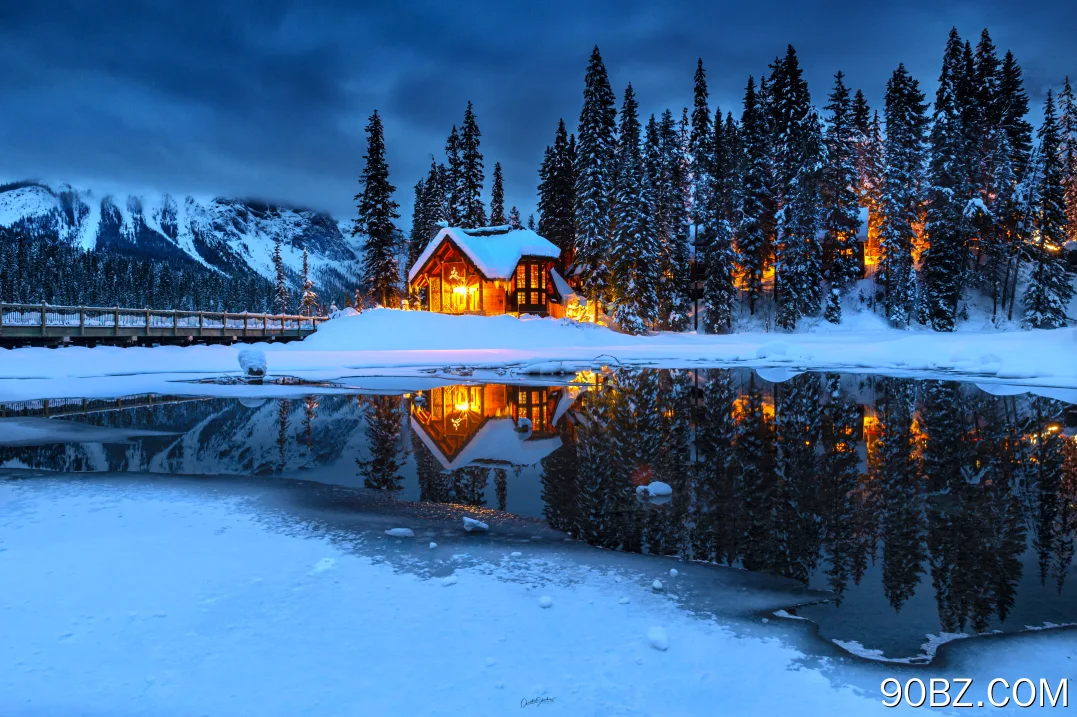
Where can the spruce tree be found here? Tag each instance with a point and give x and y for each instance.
(498, 198)
(472, 212)
(753, 247)
(280, 285)
(595, 165)
(1049, 287)
(719, 291)
(380, 273)
(906, 122)
(309, 300)
(634, 252)
(1067, 152)
(798, 156)
(453, 180)
(948, 193)
(840, 202)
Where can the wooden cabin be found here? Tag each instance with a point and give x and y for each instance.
(490, 270)
(464, 425)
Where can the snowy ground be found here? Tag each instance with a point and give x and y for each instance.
(397, 342)
(125, 596)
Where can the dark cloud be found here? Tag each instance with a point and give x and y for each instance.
(269, 97)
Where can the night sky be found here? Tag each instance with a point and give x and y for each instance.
(268, 98)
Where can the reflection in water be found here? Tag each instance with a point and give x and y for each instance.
(825, 479)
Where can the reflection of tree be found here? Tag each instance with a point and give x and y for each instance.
(282, 408)
(901, 522)
(839, 479)
(385, 447)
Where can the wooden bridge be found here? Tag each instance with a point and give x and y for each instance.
(41, 324)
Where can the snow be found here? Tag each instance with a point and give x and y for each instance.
(494, 256)
(184, 599)
(383, 341)
(471, 525)
(655, 488)
(252, 362)
(658, 638)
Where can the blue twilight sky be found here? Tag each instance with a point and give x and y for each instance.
(268, 98)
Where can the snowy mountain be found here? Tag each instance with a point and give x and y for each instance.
(224, 235)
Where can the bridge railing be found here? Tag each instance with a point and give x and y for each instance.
(91, 320)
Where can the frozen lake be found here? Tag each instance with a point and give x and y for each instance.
(914, 511)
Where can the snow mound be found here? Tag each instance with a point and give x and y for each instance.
(253, 362)
(658, 638)
(471, 525)
(654, 489)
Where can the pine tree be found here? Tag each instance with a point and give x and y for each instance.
(1067, 152)
(472, 212)
(453, 180)
(719, 259)
(701, 146)
(948, 193)
(309, 300)
(595, 170)
(798, 157)
(377, 210)
(634, 252)
(906, 122)
(498, 198)
(1049, 289)
(557, 192)
(753, 247)
(840, 202)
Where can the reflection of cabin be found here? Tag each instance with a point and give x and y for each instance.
(478, 424)
(490, 270)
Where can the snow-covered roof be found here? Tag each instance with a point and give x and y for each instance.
(497, 441)
(494, 250)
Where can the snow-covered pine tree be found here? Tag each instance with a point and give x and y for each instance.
(948, 194)
(840, 201)
(1049, 287)
(751, 239)
(377, 210)
(633, 250)
(797, 143)
(595, 163)
(498, 198)
(280, 284)
(557, 191)
(906, 122)
(700, 148)
(309, 299)
(1067, 131)
(719, 291)
(473, 214)
(1012, 107)
(453, 179)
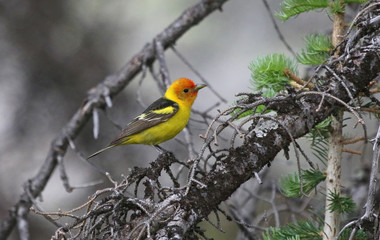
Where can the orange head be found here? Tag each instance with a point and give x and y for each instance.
(183, 90)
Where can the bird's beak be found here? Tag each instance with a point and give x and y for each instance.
(198, 87)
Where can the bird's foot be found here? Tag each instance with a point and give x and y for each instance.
(160, 149)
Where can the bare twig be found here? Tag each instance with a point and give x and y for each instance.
(111, 86)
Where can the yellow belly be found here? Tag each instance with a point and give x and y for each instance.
(163, 131)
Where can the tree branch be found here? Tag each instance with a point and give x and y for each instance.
(97, 98)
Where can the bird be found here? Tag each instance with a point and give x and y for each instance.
(162, 120)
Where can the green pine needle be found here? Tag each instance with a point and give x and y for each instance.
(317, 50)
(301, 230)
(268, 72)
(340, 204)
(290, 184)
(289, 8)
(355, 1)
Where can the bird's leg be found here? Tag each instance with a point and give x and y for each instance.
(160, 149)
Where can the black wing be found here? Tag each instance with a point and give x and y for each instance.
(159, 111)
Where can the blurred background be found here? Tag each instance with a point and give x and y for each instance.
(53, 52)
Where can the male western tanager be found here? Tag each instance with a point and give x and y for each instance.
(163, 119)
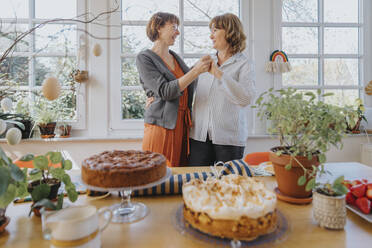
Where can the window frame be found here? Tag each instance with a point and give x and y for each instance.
(135, 127)
(31, 55)
(362, 25)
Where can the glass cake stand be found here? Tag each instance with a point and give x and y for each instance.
(127, 211)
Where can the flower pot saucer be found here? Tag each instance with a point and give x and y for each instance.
(293, 200)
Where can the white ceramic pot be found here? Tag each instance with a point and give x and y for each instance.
(329, 211)
(76, 226)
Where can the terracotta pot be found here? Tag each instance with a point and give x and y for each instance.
(287, 179)
(54, 186)
(47, 130)
(329, 211)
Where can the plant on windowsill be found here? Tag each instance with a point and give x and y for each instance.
(45, 118)
(329, 206)
(13, 184)
(354, 126)
(307, 128)
(46, 178)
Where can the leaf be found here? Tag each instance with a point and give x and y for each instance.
(57, 173)
(27, 157)
(41, 162)
(310, 184)
(40, 192)
(68, 165)
(301, 180)
(4, 180)
(8, 197)
(55, 157)
(16, 173)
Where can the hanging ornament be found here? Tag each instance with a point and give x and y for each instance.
(368, 88)
(2, 126)
(97, 50)
(6, 104)
(278, 62)
(13, 136)
(51, 88)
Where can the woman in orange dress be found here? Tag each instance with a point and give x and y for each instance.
(170, 83)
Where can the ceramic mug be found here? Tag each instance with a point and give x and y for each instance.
(76, 226)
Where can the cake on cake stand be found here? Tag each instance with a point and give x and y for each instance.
(127, 211)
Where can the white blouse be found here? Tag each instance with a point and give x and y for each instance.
(220, 106)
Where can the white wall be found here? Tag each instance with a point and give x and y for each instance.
(99, 137)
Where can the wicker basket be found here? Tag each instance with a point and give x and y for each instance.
(329, 211)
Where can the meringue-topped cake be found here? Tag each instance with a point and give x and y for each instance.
(234, 207)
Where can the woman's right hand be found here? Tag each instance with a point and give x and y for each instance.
(203, 64)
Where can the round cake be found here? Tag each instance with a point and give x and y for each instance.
(116, 169)
(233, 207)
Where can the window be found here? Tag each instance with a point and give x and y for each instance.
(323, 40)
(192, 43)
(51, 50)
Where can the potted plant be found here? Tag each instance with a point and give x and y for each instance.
(45, 118)
(64, 130)
(12, 184)
(46, 177)
(329, 206)
(307, 128)
(354, 125)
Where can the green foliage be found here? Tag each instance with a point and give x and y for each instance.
(305, 126)
(13, 181)
(44, 173)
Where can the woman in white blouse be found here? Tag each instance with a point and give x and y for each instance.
(220, 110)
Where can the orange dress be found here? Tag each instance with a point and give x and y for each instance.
(172, 143)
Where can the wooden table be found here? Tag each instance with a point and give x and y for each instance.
(158, 229)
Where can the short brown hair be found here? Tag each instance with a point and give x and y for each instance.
(233, 27)
(157, 21)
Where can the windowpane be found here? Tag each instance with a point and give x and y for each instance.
(54, 38)
(300, 40)
(341, 40)
(59, 67)
(341, 71)
(64, 105)
(341, 11)
(133, 104)
(129, 73)
(201, 10)
(197, 40)
(300, 11)
(14, 9)
(15, 70)
(144, 9)
(304, 72)
(51, 9)
(342, 97)
(8, 33)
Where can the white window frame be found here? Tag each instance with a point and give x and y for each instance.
(80, 122)
(134, 127)
(320, 24)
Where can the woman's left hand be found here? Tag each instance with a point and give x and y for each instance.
(215, 71)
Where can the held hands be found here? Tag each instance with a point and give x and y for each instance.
(203, 65)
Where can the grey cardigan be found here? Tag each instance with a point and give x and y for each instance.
(159, 82)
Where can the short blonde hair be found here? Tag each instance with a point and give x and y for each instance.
(157, 21)
(233, 27)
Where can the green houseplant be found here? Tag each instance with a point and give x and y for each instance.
(329, 206)
(307, 128)
(12, 184)
(46, 178)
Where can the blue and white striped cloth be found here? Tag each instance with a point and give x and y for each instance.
(174, 184)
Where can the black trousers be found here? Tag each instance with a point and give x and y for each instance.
(207, 153)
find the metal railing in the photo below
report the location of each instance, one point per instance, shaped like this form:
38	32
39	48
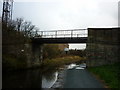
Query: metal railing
62	33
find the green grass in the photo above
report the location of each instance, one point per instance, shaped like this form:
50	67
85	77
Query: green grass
108	73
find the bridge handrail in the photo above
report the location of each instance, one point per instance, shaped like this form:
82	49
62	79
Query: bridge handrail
59	33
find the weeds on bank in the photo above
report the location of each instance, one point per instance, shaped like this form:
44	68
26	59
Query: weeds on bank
108	73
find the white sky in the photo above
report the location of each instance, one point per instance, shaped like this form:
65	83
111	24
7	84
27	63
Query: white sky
67	14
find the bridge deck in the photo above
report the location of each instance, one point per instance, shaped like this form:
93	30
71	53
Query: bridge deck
60	40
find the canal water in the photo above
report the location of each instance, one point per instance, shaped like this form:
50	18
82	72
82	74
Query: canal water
29	79
34	78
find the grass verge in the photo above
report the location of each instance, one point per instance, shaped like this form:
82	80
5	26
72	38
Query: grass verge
108	73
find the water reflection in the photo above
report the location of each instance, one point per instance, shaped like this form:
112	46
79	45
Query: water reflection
29	79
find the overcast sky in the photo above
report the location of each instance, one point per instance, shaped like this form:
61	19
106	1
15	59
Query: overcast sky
67	14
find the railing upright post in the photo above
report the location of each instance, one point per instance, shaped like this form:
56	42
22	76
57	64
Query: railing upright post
56	34
71	33
41	33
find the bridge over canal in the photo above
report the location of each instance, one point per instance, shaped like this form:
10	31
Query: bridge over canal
61	36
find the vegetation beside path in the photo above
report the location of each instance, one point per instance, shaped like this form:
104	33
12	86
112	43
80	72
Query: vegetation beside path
108	73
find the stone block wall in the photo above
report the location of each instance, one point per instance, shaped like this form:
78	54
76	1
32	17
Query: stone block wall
103	46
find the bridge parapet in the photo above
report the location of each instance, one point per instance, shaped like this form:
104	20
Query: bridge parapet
62	33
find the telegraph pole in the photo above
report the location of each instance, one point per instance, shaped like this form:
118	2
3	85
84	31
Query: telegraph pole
7	11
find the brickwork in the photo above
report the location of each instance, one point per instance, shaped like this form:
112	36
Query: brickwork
102	46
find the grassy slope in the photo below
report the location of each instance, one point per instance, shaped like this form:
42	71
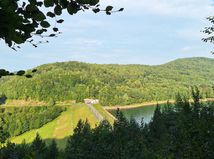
# # # # # # #
(WHAT YOU SHOULD DO)
Nothing but a number, please, for how many lines of the data hold "below".

(SOLUTION TO THIS TASK)
2